# EXTRACT TO READ start
This is the fourth in a series of examinations of legends related to the Olympics and whether they are true or false.
OLYMPIC LEGEND: A Jewish Olympic athlete lost the Gold medal in the long jump by a centimeter because a fellow athlete competed on the Sabbath when the Jewish athlete would not be able to.
Myer Prinstein and Alvin Kraenzlein were both teammates on the American Olympic track and field team for the 1900 Olympics.
And here’s Kraenzlein…
Prinstein ended up winning a Gold Medal in the triple jump
and Kraenzlein ended up winning three Gold Medals in the 60 metre hurdles, the 110 meter hurdles and the 200 meter hurdles.
However, there was a major controversy in the first Medal event the two competed in, the long jump.
The qualifying round of the Long Jump was on a Saturday, the Jewish Sabbath and the final round was on Sunday, the Christian Sabbath.
Although, Prinstein was Jewish, he still competed in the qualifying round. In the qualifying rounds for the Long Jump, Prinstein’s jump was much further than everyone else, so he was in a very good position to win the event even if he did not compete in the Finals.
However, here’s the thing that people seem to miss – the reason the Sabbath was blocked out had nothing to do with Prinstein personally. Prinstein played for Syracuse, and Syracuse, among a bunch of other colleges, were outraged at the notion of the Olympic officials having athletes competing on the Christian Sabbath, so a large group of colleges got together and agreed to skip the events on Sunday. So Prinstein was forced by his college not to play the event. It was NOT his idea, as it commonly reported.
# EXTRACT TO READ end
**TO BE DONE**
**a.** In the text about the 1900 Olympic long jump, on which day of the week was the qualifying round held?
**b.** Using the text about the 1900 Olympic long jump, explain why Prinstein did not compete in the final round on Sunday.
**c.** Please write the next part of the text about the 1900 Olympic long jump, picking up after its final sentence.
The lines that come after this text aren't needed.
# PROVIDED MATERIAL start
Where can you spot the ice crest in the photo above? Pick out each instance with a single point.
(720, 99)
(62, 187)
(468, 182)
# PROVIDED MATERIAL end
**SOLVED TASKS**
**a.** Saturday, the Jewish Sabbath.

**b.** Syracuse, Prinstein's college, and a number of other colleges were outraged that Olympic officials had athletes competing on the Christian Sabbath, so they agreed to skip the Sunday events. Prinstein was forced by his college not to take part, and it was not his own idea.

**c.**
Guess what college did NOT ban its athletes from competing on Sunday?
The University of Pennsylvania, where Alvin Kraenzlein attended.
Prinstein asked his “teammate” (in name only, really, as the two were pretty big rivals at the time) to skip the Finals, as well, as a show of solidarity or really, just as a matter of fairness, because everyone else was skipping the event.
Obviously, there is a dispute over what was said between the two men, but Prinstein seemed pretty sure that he had achieved a positive response from Kraenzlein, so he was quite irate when, the next day, Kraenzlein competed.
Not only did he compete, but he ended up eclipsing Prinstein on the last of his three attempts, by a single lone centimeter!!
Kraenzlein was the Gold Medal winner and Prinstein the Silver.
Prinstein, as you might imagine, was not pleased.
He went to go punch Kraenzlein, but the two were broken up by people nearby. It’s disputed whether Prinstein actually landed a blow on Kraenzlein, but he definitely tried.
Not exactly the spirt of the Olympics, eh (granted, it was only the second Modern Olympics)?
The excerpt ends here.